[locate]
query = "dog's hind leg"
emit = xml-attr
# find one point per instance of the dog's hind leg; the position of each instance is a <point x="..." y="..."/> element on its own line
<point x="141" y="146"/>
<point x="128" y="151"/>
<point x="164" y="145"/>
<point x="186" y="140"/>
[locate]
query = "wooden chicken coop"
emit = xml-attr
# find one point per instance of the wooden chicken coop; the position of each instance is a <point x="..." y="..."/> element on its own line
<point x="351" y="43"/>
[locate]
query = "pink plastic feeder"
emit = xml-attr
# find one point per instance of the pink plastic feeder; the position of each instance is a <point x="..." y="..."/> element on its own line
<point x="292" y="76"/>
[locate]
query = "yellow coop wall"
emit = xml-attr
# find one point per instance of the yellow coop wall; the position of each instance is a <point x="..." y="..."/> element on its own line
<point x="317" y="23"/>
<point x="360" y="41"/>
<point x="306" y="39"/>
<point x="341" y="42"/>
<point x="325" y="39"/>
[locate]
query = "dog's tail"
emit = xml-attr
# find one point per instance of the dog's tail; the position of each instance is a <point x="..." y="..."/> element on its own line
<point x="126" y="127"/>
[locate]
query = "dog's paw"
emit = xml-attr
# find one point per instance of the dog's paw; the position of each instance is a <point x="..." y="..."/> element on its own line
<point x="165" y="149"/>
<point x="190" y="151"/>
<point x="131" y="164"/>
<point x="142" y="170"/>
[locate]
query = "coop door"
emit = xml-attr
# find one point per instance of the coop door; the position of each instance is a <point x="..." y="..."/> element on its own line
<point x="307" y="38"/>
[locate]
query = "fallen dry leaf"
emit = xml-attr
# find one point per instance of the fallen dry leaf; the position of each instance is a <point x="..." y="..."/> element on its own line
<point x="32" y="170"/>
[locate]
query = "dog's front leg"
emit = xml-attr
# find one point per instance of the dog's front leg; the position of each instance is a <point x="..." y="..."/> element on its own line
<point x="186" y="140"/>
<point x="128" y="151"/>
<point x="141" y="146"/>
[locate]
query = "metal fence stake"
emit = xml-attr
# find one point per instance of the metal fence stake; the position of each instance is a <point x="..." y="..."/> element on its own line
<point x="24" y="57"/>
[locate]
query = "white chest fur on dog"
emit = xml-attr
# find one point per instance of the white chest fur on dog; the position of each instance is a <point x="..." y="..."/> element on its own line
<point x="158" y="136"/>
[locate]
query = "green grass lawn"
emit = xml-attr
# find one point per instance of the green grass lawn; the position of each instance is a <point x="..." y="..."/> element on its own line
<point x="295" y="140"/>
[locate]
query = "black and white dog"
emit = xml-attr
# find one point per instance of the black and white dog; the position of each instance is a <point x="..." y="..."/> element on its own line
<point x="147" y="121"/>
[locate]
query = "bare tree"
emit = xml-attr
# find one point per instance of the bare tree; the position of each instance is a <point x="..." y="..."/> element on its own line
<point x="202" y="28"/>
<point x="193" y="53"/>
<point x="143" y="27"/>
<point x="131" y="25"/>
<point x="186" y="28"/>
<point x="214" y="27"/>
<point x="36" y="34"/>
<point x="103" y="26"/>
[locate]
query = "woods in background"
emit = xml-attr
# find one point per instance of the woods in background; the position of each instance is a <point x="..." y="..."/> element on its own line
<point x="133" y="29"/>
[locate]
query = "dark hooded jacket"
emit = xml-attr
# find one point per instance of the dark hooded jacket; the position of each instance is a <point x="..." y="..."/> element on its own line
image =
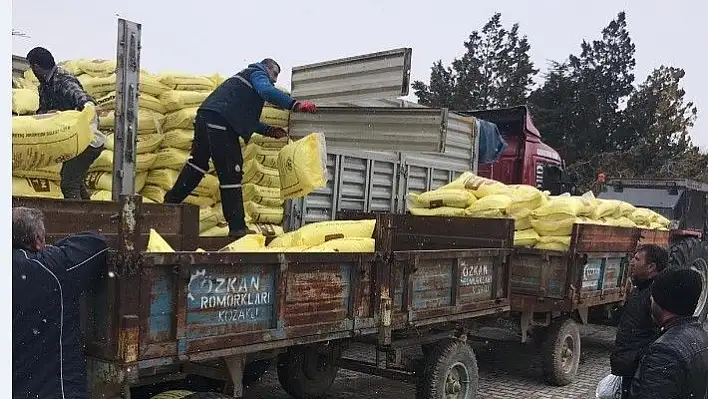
<point x="47" y="353"/>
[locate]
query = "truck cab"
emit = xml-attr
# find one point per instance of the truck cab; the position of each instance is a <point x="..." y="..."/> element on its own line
<point x="526" y="159"/>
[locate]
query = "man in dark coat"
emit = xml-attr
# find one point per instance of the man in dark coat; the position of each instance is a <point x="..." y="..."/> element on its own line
<point x="61" y="91"/>
<point x="47" y="281"/>
<point x="675" y="365"/>
<point x="233" y="110"/>
<point x="636" y="329"/>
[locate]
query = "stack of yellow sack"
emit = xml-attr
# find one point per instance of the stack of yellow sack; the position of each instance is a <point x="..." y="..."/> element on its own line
<point x="41" y="143"/>
<point x="541" y="221"/>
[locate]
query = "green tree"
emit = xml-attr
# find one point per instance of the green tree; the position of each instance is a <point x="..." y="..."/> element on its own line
<point x="495" y="71"/>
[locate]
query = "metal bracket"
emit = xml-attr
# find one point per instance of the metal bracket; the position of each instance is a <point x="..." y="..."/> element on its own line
<point x="126" y="113"/>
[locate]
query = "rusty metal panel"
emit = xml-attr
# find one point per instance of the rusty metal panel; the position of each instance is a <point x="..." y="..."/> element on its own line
<point x="379" y="129"/>
<point x="383" y="75"/>
<point x="597" y="238"/>
<point x="658" y="237"/>
<point x="541" y="274"/>
<point x="440" y="285"/>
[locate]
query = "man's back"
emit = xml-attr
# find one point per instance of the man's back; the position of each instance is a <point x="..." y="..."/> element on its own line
<point x="47" y="358"/>
<point x="675" y="364"/>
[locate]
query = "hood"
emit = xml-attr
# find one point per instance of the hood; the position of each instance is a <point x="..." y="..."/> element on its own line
<point x="262" y="67"/>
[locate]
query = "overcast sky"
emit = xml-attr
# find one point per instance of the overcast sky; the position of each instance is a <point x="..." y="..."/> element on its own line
<point x="222" y="36"/>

# # #

Copy the material exactly. Do not include the pictures.

[locate]
query = "dog's hind leg"
emit = xml-attr
# find one point per instance of the dog's hind leg; the position of each instance is a <point x="..." y="..."/> element on its own line
<point x="141" y="146"/>
<point x="128" y="151"/>
<point x="164" y="145"/>
<point x="186" y="140"/>
[locate]
query = "wooden chicken coop"
emit = xml-attr
# find one point per instance of the wooden chicken coop; the position of each instance is a <point x="..." y="..."/> element on its own line
<point x="351" y="43"/>
[locate]
query = "pink plastic feeder"
emit = xml-attr
# find one point per instance of the pink plastic feeder; the position of each instance is a <point x="..." y="..."/> element on its own line
<point x="292" y="76"/>
[locate]
query = "yellow coop wall"
emit = xml-attr
# find one point per instance of the yellow coop wall; the position of each instance is a <point x="..." y="..."/> element on its own line
<point x="317" y="23"/>
<point x="360" y="41"/>
<point x="306" y="39"/>
<point x="341" y="42"/>
<point x="325" y="39"/>
[locate]
query = "dog's tail"
emit = xml-attr
# find one point per instance of the dog's tail; the position of each instance is a <point x="..." y="..."/> element on its own line
<point x="126" y="127"/>
[locate]
query = "dog's paw"
emit = xml-attr
# find one point per instance of the dog's paw; the position of each instance is a <point x="..." y="..."/> element on its own line
<point x="165" y="149"/>
<point x="190" y="151"/>
<point x="131" y="164"/>
<point x="142" y="170"/>
[locate]
query = "coop door"
emit = xml-attr
# find one point per instance of the coop door; the position of each instance is a <point x="..." y="..."/> element on its own line
<point x="307" y="38"/>
[locate]
query = "fallen dry leaf"
emit = xml-attr
# find one point per instance of the fallen dry leaf; the position of each instance is a <point x="..." y="..."/> element on its own line
<point x="32" y="170"/>
[locate]
query = "dog's front leg"
emit = xml-attr
# find one point per instance of the dog's front leg; the position of each instance is a <point x="..." y="..."/> element on its own line
<point x="186" y="140"/>
<point x="128" y="151"/>
<point x="141" y="146"/>
[locate]
query = "metal fence stake"
emit = xml-attr
# find one point per instance of the metal fence stake; the position of each instance is a <point x="..." y="..."/> element on its own line
<point x="24" y="57"/>
[locate]
query = "white chest fur on dog"
emit = xml-attr
# find one point per instance of the white chest fur on dog; the position of each instance is a <point x="..." y="..."/> element on its own line
<point x="158" y="136"/>
[locate]
query = "green grass lawn"
emit = xml-attr
# find one point per instance of the green grass lawn; the position of each instance is a <point x="..." y="..."/> element on its own line
<point x="295" y="140"/>
[locate]
query = "black and white dog"
emit = xml-attr
# find one point per instance of the black and white dog; the position of each instance is a <point x="..." y="..."/> element on its own line
<point x="147" y="121"/>
[locate]
query = "bare tree"
emit = xml-attr
# find one point per instance of the bare tree; the position of each instance is a <point x="..." y="..."/> element on its own line
<point x="202" y="28"/>
<point x="193" y="53"/>
<point x="143" y="27"/>
<point x="131" y="25"/>
<point x="186" y="28"/>
<point x="214" y="27"/>
<point x="36" y="34"/>
<point x="103" y="26"/>
[locate]
query = "woods in background"
emit = xml-attr
# find one point per instance of the woods in background; the position of each instance is a <point x="..." y="..."/> element on its own line
<point x="133" y="29"/>
[locate]
query = "dark hooded jacket"
emit = xml-attr
# find one point per instance of the dark hooded jacket; the position of each instance is a <point x="..." y="..."/> element on its own line
image =
<point x="47" y="353"/>
[locate]
query = "truck cab"
emit = xml-attr
# find one point per instance of the truck cab; the position of each instance is a <point x="..." y="..."/> element on its own line
<point x="526" y="159"/>
[locate]
query = "man in dark coat"
emit = xml-attr
# find one point per instance of the man in dark coat; the position of each instance is a <point x="..." y="..."/> element on its own line
<point x="61" y="91"/>
<point x="47" y="281"/>
<point x="675" y="365"/>
<point x="233" y="110"/>
<point x="636" y="329"/>
[locate]
query = "stack of yellow sack"
emit = xml-attr
# find one point per instance of the stack of yellow sack; the position of each instance is a <point x="..." y="..."/> element on its own line
<point x="41" y="143"/>
<point x="541" y="221"/>
[locate]
query = "green tree"
emit = xml-attr
# find one point per instance of the green tree; the position of each instance is a <point x="..." y="..."/> element on its own line
<point x="495" y="71"/>
[locate]
query = "metal bracket"
emit = xml-attr
# find one point per instance of the metal bracket; the position of each instance is a <point x="..." y="..."/> element on its own line
<point x="126" y="113"/>
[locate]
query = "rusty metal panel"
emit = xml-attr
# find one point per instance of the rusty metal panel; the position of each instance is a <point x="..." y="..."/> element on its own line
<point x="379" y="129"/>
<point x="383" y="75"/>
<point x="597" y="238"/>
<point x="658" y="237"/>
<point x="541" y="274"/>
<point x="440" y="285"/>
[locate]
query = "man's back"
emit = xml-attr
# find one point per instance of the man's back; the position of each instance is a <point x="..." y="..."/> element on its own line
<point x="47" y="358"/>
<point x="675" y="364"/>
[locate]
query = "hood"
emit = xml-attr
# find one point per instance of the hood; the position of each instance is a <point x="..." y="..."/> element on its own line
<point x="262" y="67"/>
[locate]
query = "overcast sky"
emit = xml-attr
# find one point per instance of the overcast sky; the position of each instance is a <point x="..." y="..."/> element on its own line
<point x="222" y="36"/>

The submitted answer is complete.